(Saved entries)
=== Section Start ===

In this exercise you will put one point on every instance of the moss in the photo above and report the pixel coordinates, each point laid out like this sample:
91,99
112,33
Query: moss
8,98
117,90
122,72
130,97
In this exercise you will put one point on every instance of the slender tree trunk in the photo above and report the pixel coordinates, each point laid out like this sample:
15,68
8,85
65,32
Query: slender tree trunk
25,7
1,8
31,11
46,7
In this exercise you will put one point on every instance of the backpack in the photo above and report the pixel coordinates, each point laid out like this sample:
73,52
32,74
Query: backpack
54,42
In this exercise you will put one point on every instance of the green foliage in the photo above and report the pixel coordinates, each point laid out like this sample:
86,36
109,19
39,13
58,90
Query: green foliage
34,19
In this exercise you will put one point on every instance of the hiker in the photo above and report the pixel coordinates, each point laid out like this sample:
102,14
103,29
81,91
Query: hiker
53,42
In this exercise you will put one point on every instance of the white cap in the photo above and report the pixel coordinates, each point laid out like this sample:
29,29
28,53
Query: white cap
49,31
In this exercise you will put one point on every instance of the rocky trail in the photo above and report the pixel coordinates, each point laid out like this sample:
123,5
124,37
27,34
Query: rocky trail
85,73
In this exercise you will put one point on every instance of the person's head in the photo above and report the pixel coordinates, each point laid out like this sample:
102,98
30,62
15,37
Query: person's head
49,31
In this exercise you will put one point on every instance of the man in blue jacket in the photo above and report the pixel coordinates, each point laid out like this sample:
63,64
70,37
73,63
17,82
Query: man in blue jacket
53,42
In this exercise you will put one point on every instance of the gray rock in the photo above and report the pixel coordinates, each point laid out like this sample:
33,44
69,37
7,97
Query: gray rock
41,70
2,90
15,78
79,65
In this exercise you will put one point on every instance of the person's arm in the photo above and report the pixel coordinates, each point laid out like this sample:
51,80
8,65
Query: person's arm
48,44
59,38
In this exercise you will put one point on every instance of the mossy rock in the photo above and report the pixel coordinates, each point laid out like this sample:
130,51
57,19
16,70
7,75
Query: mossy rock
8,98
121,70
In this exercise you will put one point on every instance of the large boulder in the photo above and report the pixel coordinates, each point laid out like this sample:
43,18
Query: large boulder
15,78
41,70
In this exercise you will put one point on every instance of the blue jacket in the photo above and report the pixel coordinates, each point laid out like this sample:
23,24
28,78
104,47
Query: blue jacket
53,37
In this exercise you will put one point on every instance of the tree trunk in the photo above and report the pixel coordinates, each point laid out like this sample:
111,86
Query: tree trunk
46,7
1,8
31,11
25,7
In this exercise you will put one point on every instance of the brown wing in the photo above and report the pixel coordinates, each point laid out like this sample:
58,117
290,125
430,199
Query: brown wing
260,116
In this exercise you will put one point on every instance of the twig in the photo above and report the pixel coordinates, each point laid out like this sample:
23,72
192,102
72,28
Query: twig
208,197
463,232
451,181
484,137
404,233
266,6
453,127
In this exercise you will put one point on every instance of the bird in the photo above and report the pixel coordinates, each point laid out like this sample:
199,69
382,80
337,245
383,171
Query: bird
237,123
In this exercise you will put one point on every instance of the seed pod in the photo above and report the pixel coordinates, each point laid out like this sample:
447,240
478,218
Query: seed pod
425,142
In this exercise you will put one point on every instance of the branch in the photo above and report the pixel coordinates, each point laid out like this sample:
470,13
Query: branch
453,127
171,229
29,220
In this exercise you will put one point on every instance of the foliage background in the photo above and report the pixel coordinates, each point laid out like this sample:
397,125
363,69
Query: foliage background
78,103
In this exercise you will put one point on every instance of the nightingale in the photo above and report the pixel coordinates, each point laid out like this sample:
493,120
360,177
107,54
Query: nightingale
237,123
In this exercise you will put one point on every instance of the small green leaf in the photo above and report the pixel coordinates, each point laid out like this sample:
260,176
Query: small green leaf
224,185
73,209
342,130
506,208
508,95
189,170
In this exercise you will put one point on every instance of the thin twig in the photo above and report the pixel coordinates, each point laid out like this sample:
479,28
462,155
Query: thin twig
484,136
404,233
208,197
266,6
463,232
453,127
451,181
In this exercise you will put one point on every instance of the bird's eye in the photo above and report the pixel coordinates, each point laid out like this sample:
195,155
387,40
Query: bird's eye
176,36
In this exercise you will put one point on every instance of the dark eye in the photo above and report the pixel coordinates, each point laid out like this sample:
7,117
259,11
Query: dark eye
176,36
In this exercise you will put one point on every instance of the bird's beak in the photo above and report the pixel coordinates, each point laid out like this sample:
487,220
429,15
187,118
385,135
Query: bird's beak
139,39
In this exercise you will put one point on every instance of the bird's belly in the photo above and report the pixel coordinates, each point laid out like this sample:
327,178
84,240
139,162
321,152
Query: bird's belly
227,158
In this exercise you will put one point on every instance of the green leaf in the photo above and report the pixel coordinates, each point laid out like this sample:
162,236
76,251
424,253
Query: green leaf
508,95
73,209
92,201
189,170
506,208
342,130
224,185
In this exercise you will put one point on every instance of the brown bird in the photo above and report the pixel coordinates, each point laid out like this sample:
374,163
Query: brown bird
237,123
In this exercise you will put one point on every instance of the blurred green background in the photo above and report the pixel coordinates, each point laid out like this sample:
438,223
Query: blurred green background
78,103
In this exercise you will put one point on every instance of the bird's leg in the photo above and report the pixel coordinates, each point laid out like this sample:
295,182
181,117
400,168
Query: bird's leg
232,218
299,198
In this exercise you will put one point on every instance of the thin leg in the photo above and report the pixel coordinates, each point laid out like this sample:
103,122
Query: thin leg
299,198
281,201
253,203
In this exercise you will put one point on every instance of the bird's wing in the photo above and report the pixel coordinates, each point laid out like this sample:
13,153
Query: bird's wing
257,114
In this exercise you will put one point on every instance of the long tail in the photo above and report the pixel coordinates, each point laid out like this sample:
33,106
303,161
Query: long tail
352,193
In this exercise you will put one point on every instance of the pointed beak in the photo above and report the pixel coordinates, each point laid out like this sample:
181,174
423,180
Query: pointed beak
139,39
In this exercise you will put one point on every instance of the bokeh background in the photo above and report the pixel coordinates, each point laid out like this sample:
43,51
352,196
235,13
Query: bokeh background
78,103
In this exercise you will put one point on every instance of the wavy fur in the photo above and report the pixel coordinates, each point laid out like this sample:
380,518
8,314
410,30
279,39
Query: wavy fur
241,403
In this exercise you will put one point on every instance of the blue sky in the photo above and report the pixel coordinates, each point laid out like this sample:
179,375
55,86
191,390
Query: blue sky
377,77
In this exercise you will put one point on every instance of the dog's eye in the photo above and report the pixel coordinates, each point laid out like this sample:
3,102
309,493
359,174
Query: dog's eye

=== Section End ===

WHAT TO WORK ON =>
What you return must match the records exactly, down to the last line.

EXPECTED OUTPUT =>
In this exercise you will put one point on every instance of the moss in the photo above and report the pixel coordinates, each point laid out like this sample:
91,99
112,33
Query: moss
8,98
117,90
122,72
130,97
In this exercise you will put one point on every instance of the slender tree trunk in the photo above and report the pixel coordinates, each point laid out like this sample:
15,68
8,85
65,32
Query: slender tree trunk
25,7
1,8
31,11
46,7
In this exercise you will put one point on every instance of the backpack in the photo above and report the pixel coordinates, each point laid out like this sample:
73,52
32,74
Query: backpack
54,42
In this exercise you will put one point on every instance of the green foliage in the photo above and report the pixel coordinates, each point laid out like this sample:
86,36
109,19
39,13
58,90
Query: green foliage
34,19
In this exercise you will put one point on every instance of the hiker in the photo above and report the pixel coordinates, each point laid out like this sample:
102,14
103,29
81,91
Query: hiker
53,42
In this exercise you will put one point on every instance of the white cap in the photo above and report the pixel coordinates, each point laid out like this sample:
29,29
28,53
Query: white cap
49,31
In this exercise you will put one point on every instance of the rocky trail in the photo above and report the pixel coordinates, each point laid out like this sample:
123,5
124,37
27,34
Query: rocky trail
85,73
In this exercise you will put one point on every instance of the person's head in the photo above and report the pixel coordinates, each point laid out like this sample:
102,98
30,62
15,37
Query: person's head
49,31
In this exercise you will put one point on every instance of the man in blue jacket in the photo above and report the pixel coordinates, each point laid out like this sample:
63,64
70,37
73,63
17,82
Query: man in blue jacket
53,42
In this exercise you will put one point on every instance of the gray rock in the photo above and report the pixel coordinates, each point laid out like this sample:
33,44
69,37
7,97
Query: gray rock
41,70
2,90
15,78
79,65
In this exercise you will put one point on every instance of the person's arm in the photo above and report the pixel coordinates, each point laid out like this sample:
51,80
8,65
Query: person's arm
48,44
59,38
In this exercise you will put one point on every instance of the mossy rock in the photo above and report the pixel coordinates, each point laid out like this sample:
130,51
57,19
16,70
7,75
Query: mossy rock
8,98
121,70
In this exercise you will put one point on every instance of the large boulder in the photo above and report the pixel coordinates, each point laid out like this sample:
43,18
Query: large boulder
15,78
41,70
In this exercise you will put one point on every instance of the blue jacket in the photo above and report the pixel coordinates, each point laid out like this sample:
23,24
28,78
104,47
Query: blue jacket
53,37
In this exercise you will put one point on every instance of the tree trunk in the photo above and report the pixel coordinates, each point laid out like this sample:
111,86
Query: tree trunk
46,7
1,8
31,11
25,7
In this exercise you will put one point on every instance of the brown wing in the photo above and report the pixel coordinates, each point laid out like this sample:
58,117
290,125
430,199
Query: brown wing
260,116
In this exercise you will put one point on every instance of the twig in the photo above and report the pixel coordinates, each point laid out like this sample:
23,72
192,102
72,28
Query: twig
208,197
463,232
451,181
484,137
404,233
266,6
453,127
In this exercise you will put one point on every instance of the bird in the photo above and report the pixel coordinates, each point laid out like this sample:
199,69
382,80
337,245
383,171
Query: bird
237,123
In this exercise you will put one point on every instance of the seed pod in the photo above and report the pixel coordinates, each point laid out like this sample:
447,240
478,218
Query: seed pod
425,142
In this exercise you will put one point on every instance of the branch in the photo above and report the pixel coordinates, each point laid out like this sample:
470,13
Query: branch
453,127
171,229
29,220
In this exercise you will put one point on every instance of the foliage background in the photo above and report the pixel coordinates, each point laid out like this sample:
397,125
363,69
Query: foliage background
78,103
In this exercise you will put one point on every instance of the nightingale in the photo above and report the pixel coordinates, each point laid out like this sample:
493,120
360,177
107,54
Query: nightingale
237,123
In this exercise you will put one point on every instance of the small green leaf in the photo above and report the pixel coordinates, each point laid out like this sample:
260,176
Query: small green leaf
224,185
73,209
342,130
506,208
508,95
189,170
In this exercise you will put one point on every instance of the thin twig in the photo above and report the pixel coordinates, each point laid out like this sample:
479,28
462,155
Query: thin twig
484,136
404,233
208,197
266,6
463,232
453,127
451,181
In this exercise you will put one point on every instance of the bird's eye in the photo above and report the pixel coordinates, each point laid out like this sample:
195,155
387,40
Query: bird's eye
176,36
In this exercise you will put one point on every instance of the dark eye in the photo above and report the pixel coordinates, each point laid out like this sample:
7,117
259,11
Query: dark eye
176,36
In this exercise you will put one point on every instance of the bird's beak in the photo above and report the pixel coordinates, each point laid out like this sample:
487,220
429,15
187,118
385,135
Query: bird's beak
139,39
In this exercise you will put one point on every instance of the bird's belly in the photo above and report the pixel coordinates, each point laid out like this sample:
327,178
84,240
139,162
321,152
Query: bird's belly
227,158
In this exercise you will put one point on every instance of the green leaf in the photo above and report the pixel coordinates, each point laid out like this sample:
162,236
76,251
424,253
Query: green leaf
508,95
73,209
92,201
189,170
506,208
342,130
224,185
In this exercise you will put one point on every instance of the brown bird in the photo above and report the pixel coordinates, each point laid out like this sample:
374,163
Query: brown bird
237,123
In this exercise you will put one point on every instance of the blurred green background in the photo above and report the pixel coordinates, each point laid out like this sample:
438,223
Query: blurred green background
78,103
In this exercise you will put one point on every instance of the bird's leg in the photo above and report the pixel coordinates, each point laid out like this sample:
295,182
181,117
400,168
Query: bird's leg
232,218
299,198
In this exercise you will put one point on every instance of the thin leg in the photo above and report the pixel coordinates, each point laid out like this sample:
103,122
Query: thin leg
299,198
281,201
253,203
In this exercise you will put one point on every instance of the bird's wing in the photo above and report the pixel coordinates, each point laid out like this sample:
13,153
Query: bird's wing
257,114
In this exercise you will put one point on every instance of the long tail in the photo above and report the pixel coordinates, each point laid out like this sample:
33,106
303,161
Query: long tail
352,193
In this exercise you will put one point on every instance of the pointed beak in the photo above and report the pixel coordinates, each point laid out like this sample:
181,174
423,180
Query: pointed beak
139,39
In this exercise you will put one point on every instance of the bokeh background in the photo above and report the pixel coordinates, each point laid out like this sample:
43,51
352,196
235,13
Query: bokeh background
78,103
In this exercise you will put one point on every instance of the wavy fur in the photo above and report the pixel coordinates, each point laid out like this sample:
380,518
8,314
410,30
279,39
Query: wavy fur
241,403
In this exercise you will put one point on every instance of the blue sky in the photo above and report the pixel coordinates, each point laid out like this sample:
179,375
55,86
191,390
Query: blue sky
377,77
In this exercise you will put one point on every instance of the dog's eye in the photo above and report the pixel coordinates, each point laid out like this sample:
3,102
309,493
359,174
Query: dog's eye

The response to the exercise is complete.